Find each line in the records below that contains the word "tile", matching case, and copy those lines out.

■ Supplied data
****************

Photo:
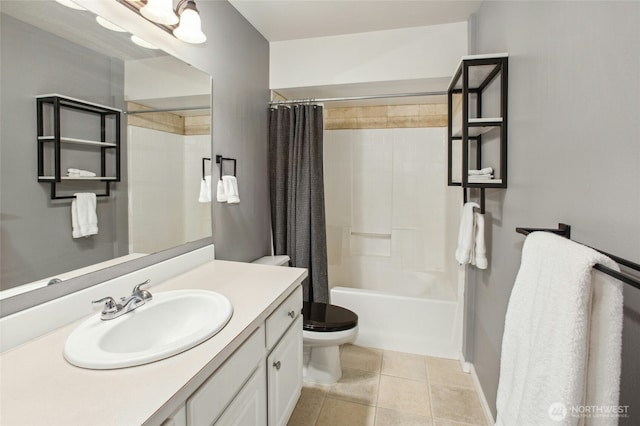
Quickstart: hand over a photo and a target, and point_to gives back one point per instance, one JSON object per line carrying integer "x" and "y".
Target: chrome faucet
{"x": 113, "y": 309}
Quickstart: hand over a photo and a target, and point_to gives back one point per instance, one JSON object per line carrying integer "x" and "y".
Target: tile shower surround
{"x": 380, "y": 388}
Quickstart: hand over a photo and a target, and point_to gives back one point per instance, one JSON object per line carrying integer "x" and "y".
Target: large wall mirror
{"x": 155, "y": 211}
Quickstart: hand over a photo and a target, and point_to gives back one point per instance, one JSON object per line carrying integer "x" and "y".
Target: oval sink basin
{"x": 170, "y": 323}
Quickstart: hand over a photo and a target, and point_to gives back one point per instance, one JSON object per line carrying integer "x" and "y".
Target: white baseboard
{"x": 476, "y": 384}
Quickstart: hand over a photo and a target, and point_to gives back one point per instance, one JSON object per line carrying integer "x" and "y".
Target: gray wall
{"x": 574, "y": 155}
{"x": 36, "y": 231}
{"x": 237, "y": 57}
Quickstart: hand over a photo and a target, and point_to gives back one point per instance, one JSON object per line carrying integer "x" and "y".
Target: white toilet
{"x": 325, "y": 328}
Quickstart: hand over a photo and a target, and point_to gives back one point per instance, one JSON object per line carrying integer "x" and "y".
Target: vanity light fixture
{"x": 109, "y": 25}
{"x": 190, "y": 28}
{"x": 161, "y": 13}
{"x": 142, "y": 43}
{"x": 71, "y": 4}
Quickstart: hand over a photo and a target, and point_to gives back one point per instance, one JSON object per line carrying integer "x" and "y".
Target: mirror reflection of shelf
{"x": 78, "y": 141}
{"x": 477, "y": 126}
{"x": 70, "y": 178}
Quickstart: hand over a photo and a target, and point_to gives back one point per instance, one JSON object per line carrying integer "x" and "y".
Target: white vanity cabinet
{"x": 284, "y": 363}
{"x": 259, "y": 384}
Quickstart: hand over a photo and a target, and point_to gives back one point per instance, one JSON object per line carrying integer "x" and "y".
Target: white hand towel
{"x": 231, "y": 189}
{"x": 479, "y": 178}
{"x": 84, "y": 220}
{"x": 562, "y": 338}
{"x": 205, "y": 190}
{"x": 466, "y": 234}
{"x": 80, "y": 173}
{"x": 221, "y": 196}
{"x": 479, "y": 257}
{"x": 485, "y": 171}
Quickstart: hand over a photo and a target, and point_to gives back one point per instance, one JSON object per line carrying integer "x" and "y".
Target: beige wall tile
{"x": 371, "y": 111}
{"x": 340, "y": 123}
{"x": 197, "y": 125}
{"x": 457, "y": 404}
{"x": 361, "y": 358}
{"x": 403, "y": 110}
{"x": 371, "y": 122}
{"x": 382, "y": 117}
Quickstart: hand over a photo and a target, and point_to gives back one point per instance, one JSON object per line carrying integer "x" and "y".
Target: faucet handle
{"x": 110, "y": 305}
{"x": 143, "y": 294}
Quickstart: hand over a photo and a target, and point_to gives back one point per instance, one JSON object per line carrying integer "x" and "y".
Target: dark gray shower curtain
{"x": 297, "y": 193}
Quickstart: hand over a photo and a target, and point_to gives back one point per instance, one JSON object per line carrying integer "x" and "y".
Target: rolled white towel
{"x": 479, "y": 258}
{"x": 485, "y": 171}
{"x": 72, "y": 172}
{"x": 205, "y": 190}
{"x": 466, "y": 234}
{"x": 479, "y": 178}
{"x": 231, "y": 189}
{"x": 221, "y": 196}
{"x": 84, "y": 220}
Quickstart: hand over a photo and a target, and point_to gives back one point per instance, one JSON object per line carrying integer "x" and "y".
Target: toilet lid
{"x": 323, "y": 317}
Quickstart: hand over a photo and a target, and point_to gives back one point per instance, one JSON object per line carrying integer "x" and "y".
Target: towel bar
{"x": 627, "y": 278}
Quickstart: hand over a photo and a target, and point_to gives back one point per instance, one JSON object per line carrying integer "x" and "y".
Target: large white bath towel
{"x": 466, "y": 234}
{"x": 84, "y": 220}
{"x": 231, "y": 189}
{"x": 562, "y": 338}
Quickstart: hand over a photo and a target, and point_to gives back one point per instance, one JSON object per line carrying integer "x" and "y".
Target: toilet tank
{"x": 273, "y": 260}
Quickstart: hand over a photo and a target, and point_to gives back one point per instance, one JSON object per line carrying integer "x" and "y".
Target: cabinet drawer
{"x": 283, "y": 317}
{"x": 208, "y": 402}
{"x": 284, "y": 366}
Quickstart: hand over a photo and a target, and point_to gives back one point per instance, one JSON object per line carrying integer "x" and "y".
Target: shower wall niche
{"x": 391, "y": 219}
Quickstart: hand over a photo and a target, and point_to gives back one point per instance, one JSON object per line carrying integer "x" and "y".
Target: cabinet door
{"x": 284, "y": 367}
{"x": 249, "y": 407}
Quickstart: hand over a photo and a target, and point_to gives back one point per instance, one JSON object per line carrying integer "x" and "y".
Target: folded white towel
{"x": 205, "y": 190}
{"x": 562, "y": 337}
{"x": 466, "y": 235}
{"x": 221, "y": 196}
{"x": 80, "y": 173}
{"x": 485, "y": 171}
{"x": 84, "y": 220}
{"x": 231, "y": 189}
{"x": 479, "y": 255}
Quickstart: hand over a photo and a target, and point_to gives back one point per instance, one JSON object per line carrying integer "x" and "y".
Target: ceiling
{"x": 279, "y": 20}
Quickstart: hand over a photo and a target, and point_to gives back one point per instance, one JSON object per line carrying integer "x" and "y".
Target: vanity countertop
{"x": 38, "y": 387}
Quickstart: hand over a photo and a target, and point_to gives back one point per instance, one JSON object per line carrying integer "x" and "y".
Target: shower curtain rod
{"x": 356, "y": 98}
{"x": 147, "y": 111}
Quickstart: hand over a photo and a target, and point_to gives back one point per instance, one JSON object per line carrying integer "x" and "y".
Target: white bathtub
{"x": 403, "y": 323}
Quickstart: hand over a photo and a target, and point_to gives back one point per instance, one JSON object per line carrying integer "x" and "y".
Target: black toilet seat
{"x": 322, "y": 317}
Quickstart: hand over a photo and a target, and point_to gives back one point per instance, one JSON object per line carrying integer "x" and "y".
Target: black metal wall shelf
{"x": 50, "y": 109}
{"x": 474, "y": 77}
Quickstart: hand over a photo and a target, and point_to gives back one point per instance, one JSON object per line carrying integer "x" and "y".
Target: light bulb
{"x": 160, "y": 11}
{"x": 190, "y": 28}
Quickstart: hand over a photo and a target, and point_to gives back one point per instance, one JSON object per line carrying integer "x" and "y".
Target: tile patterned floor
{"x": 380, "y": 388}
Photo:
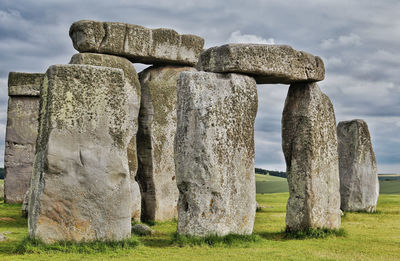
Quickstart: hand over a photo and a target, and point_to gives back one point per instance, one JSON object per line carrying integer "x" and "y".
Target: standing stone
{"x": 137, "y": 43}
{"x": 21, "y": 133}
{"x": 214, "y": 153}
{"x": 132, "y": 80}
{"x": 80, "y": 187}
{"x": 157, "y": 128}
{"x": 309, "y": 144}
{"x": 266, "y": 63}
{"x": 359, "y": 185}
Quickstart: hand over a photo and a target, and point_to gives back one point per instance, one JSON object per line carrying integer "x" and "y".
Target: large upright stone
{"x": 157, "y": 128}
{"x": 359, "y": 185}
{"x": 131, "y": 77}
{"x": 137, "y": 43}
{"x": 80, "y": 188}
{"x": 214, "y": 153}
{"x": 309, "y": 144}
{"x": 266, "y": 63}
{"x": 21, "y": 133}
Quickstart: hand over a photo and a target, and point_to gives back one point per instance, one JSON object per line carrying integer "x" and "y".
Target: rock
{"x": 157, "y": 128}
{"x": 214, "y": 153}
{"x": 266, "y": 63}
{"x": 80, "y": 187}
{"x": 131, "y": 77}
{"x": 25, "y": 208}
{"x": 137, "y": 43}
{"x": 309, "y": 144}
{"x": 21, "y": 133}
{"x": 359, "y": 185}
{"x": 142, "y": 230}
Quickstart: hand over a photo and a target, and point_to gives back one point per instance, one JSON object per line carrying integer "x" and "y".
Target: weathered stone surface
{"x": 21, "y": 133}
{"x": 266, "y": 63}
{"x": 309, "y": 144}
{"x": 157, "y": 128}
{"x": 80, "y": 187}
{"x": 24, "y": 84}
{"x": 359, "y": 185}
{"x": 214, "y": 153}
{"x": 137, "y": 43}
{"x": 131, "y": 77}
{"x": 24, "y": 208}
{"x": 142, "y": 230}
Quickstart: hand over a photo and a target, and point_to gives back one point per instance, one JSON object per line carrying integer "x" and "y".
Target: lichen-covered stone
{"x": 80, "y": 187}
{"x": 131, "y": 77}
{"x": 309, "y": 144}
{"x": 266, "y": 63}
{"x": 21, "y": 133}
{"x": 359, "y": 185}
{"x": 214, "y": 153}
{"x": 137, "y": 43}
{"x": 157, "y": 127}
{"x": 24, "y": 84}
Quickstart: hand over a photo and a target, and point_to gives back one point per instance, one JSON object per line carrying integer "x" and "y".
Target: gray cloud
{"x": 357, "y": 40}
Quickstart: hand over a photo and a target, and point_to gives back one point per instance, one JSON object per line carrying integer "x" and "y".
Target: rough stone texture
{"x": 21, "y": 133}
{"x": 266, "y": 63}
{"x": 214, "y": 153}
{"x": 309, "y": 144}
{"x": 131, "y": 77}
{"x": 142, "y": 230}
{"x": 137, "y": 43}
{"x": 24, "y": 208}
{"x": 157, "y": 128}
{"x": 359, "y": 185}
{"x": 80, "y": 187}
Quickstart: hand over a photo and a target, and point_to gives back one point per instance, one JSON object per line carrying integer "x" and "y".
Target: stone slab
{"x": 214, "y": 153}
{"x": 131, "y": 77}
{"x": 157, "y": 128}
{"x": 21, "y": 133}
{"x": 137, "y": 43}
{"x": 309, "y": 144}
{"x": 359, "y": 185}
{"x": 266, "y": 63}
{"x": 80, "y": 187}
{"x": 24, "y": 84}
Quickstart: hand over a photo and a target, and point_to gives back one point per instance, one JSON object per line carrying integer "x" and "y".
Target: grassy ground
{"x": 272, "y": 184}
{"x": 369, "y": 237}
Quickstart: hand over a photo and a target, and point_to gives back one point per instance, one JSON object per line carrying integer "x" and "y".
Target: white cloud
{"x": 342, "y": 41}
{"x": 238, "y": 37}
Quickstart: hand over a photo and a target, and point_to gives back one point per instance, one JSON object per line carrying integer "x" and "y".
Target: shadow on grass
{"x": 311, "y": 233}
{"x": 231, "y": 240}
{"x": 30, "y": 246}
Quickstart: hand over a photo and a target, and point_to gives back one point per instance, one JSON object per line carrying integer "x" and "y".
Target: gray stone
{"x": 359, "y": 185}
{"x": 137, "y": 43}
{"x": 157, "y": 128}
{"x": 131, "y": 77}
{"x": 309, "y": 144}
{"x": 21, "y": 133}
{"x": 142, "y": 230}
{"x": 80, "y": 187}
{"x": 266, "y": 63}
{"x": 214, "y": 153}
{"x": 24, "y": 208}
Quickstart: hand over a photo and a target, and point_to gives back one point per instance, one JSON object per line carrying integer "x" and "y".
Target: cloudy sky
{"x": 358, "y": 40}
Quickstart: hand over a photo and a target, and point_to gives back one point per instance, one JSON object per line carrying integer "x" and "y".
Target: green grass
{"x": 270, "y": 184}
{"x": 364, "y": 237}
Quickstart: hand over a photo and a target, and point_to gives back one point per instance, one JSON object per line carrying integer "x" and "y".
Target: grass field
{"x": 272, "y": 184}
{"x": 369, "y": 237}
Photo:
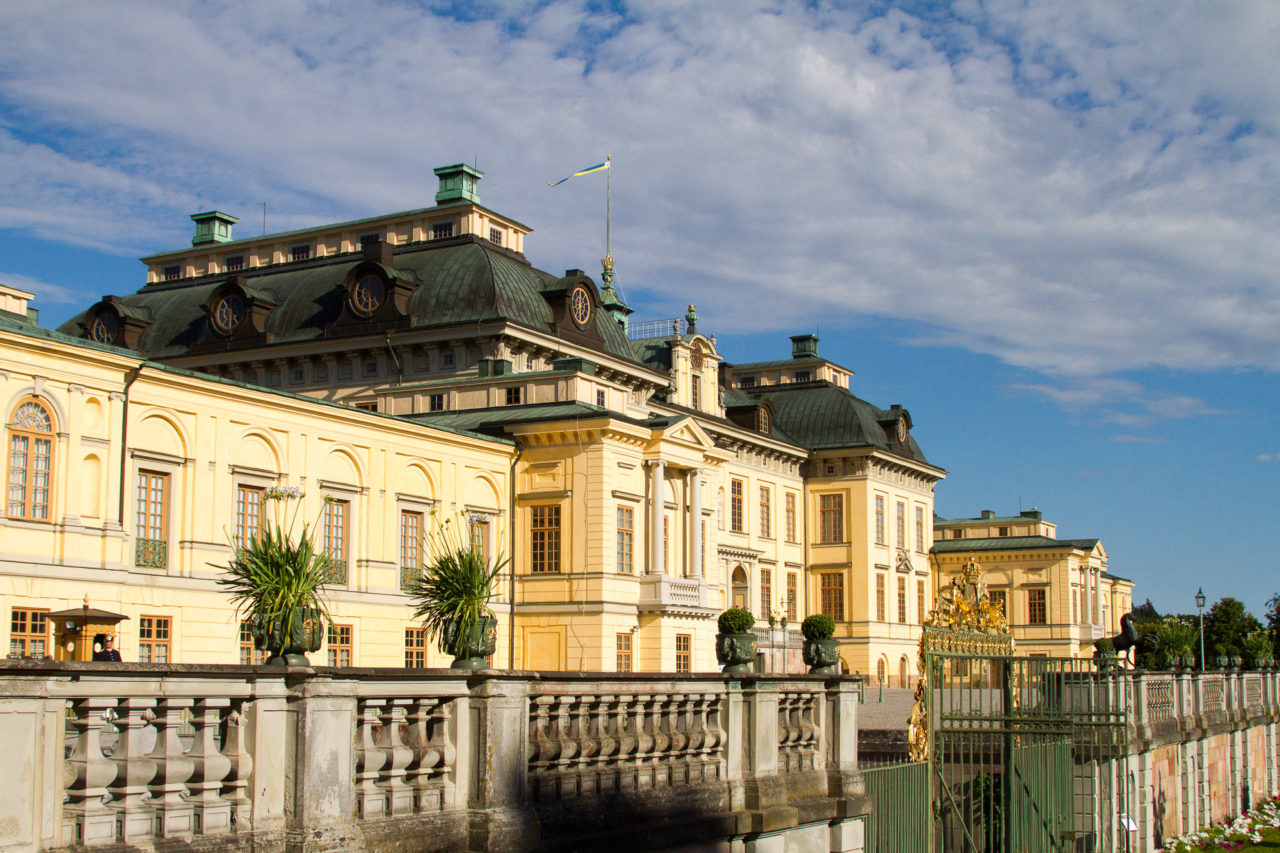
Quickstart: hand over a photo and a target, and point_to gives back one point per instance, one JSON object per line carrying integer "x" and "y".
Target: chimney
{"x": 213, "y": 227}
{"x": 457, "y": 183}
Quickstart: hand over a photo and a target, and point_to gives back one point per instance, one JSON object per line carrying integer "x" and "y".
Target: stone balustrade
{"x": 234, "y": 757}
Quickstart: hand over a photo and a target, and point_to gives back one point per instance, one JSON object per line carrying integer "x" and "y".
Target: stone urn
{"x": 822, "y": 655}
{"x": 736, "y": 652}
{"x": 289, "y": 644}
{"x": 478, "y": 646}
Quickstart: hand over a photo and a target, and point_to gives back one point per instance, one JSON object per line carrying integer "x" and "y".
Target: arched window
{"x": 31, "y": 461}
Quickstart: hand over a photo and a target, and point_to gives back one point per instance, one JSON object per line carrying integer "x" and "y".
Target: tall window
{"x": 28, "y": 633}
{"x": 766, "y": 512}
{"x": 151, "y": 544}
{"x": 411, "y": 546}
{"x": 831, "y": 511}
{"x": 1037, "y": 611}
{"x": 880, "y": 519}
{"x": 624, "y": 649}
{"x": 339, "y": 644}
{"x": 626, "y": 539}
{"x": 544, "y": 538}
{"x": 333, "y": 521}
{"x": 248, "y": 514}
{"x": 684, "y": 653}
{"x": 250, "y": 656}
{"x": 735, "y": 506}
{"x": 154, "y": 639}
{"x": 31, "y": 461}
{"x": 833, "y": 594}
{"x": 415, "y": 648}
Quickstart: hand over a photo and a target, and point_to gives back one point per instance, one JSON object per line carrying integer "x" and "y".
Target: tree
{"x": 1228, "y": 623}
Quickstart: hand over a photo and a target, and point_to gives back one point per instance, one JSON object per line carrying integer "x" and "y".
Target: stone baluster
{"x": 234, "y": 788}
{"x": 174, "y": 813}
{"x": 370, "y": 757}
{"x": 133, "y": 770}
{"x": 400, "y": 796}
{"x": 91, "y": 822}
{"x": 209, "y": 767}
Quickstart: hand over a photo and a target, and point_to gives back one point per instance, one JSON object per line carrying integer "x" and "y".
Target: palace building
{"x": 414, "y": 366}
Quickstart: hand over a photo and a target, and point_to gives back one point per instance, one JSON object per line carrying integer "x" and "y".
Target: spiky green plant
{"x": 275, "y": 576}
{"x": 452, "y": 591}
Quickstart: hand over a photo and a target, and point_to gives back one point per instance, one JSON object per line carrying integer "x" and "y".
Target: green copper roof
{"x": 466, "y": 281}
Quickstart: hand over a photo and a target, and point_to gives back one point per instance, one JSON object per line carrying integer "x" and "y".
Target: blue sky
{"x": 1048, "y": 229}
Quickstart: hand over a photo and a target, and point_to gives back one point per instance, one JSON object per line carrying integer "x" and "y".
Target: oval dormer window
{"x": 368, "y": 295}
{"x": 228, "y": 313}
{"x": 105, "y": 328}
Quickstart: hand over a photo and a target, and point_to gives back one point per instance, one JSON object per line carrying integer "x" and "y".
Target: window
{"x": 333, "y": 523}
{"x": 1037, "y": 612}
{"x": 684, "y": 655}
{"x": 28, "y": 633}
{"x": 766, "y": 512}
{"x": 415, "y": 648}
{"x": 339, "y": 644}
{"x": 478, "y": 528}
{"x": 411, "y": 547}
{"x": 250, "y": 656}
{"x": 833, "y": 594}
{"x": 831, "y": 510}
{"x": 151, "y": 543}
{"x": 735, "y": 506}
{"x": 31, "y": 461}
{"x": 624, "y": 647}
{"x": 626, "y": 539}
{"x": 248, "y": 514}
{"x": 154, "y": 639}
{"x": 544, "y": 538}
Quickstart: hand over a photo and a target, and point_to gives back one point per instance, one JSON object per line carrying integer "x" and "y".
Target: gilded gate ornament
{"x": 963, "y": 621}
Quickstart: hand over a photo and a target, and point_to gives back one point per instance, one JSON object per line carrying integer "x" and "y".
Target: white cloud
{"x": 1078, "y": 188}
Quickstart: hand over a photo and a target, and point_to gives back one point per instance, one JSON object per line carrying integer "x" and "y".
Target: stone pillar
{"x": 499, "y": 719}
{"x": 657, "y": 553}
{"x": 695, "y": 524}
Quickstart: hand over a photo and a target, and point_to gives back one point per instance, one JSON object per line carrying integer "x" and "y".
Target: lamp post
{"x": 1200, "y": 606}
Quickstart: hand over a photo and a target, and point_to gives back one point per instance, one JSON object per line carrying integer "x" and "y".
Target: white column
{"x": 695, "y": 521}
{"x": 657, "y": 553}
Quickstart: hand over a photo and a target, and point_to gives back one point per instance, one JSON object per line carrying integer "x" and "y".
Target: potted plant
{"x": 735, "y": 644}
{"x": 452, "y": 592}
{"x": 821, "y": 649}
{"x": 277, "y": 583}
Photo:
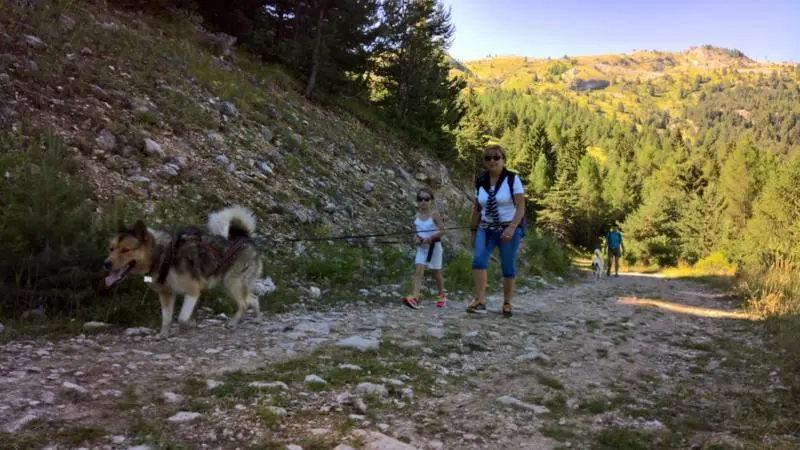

****************

■ Result
Target: tile shower surround
Target: beige wall tile
Target: tile patterned floor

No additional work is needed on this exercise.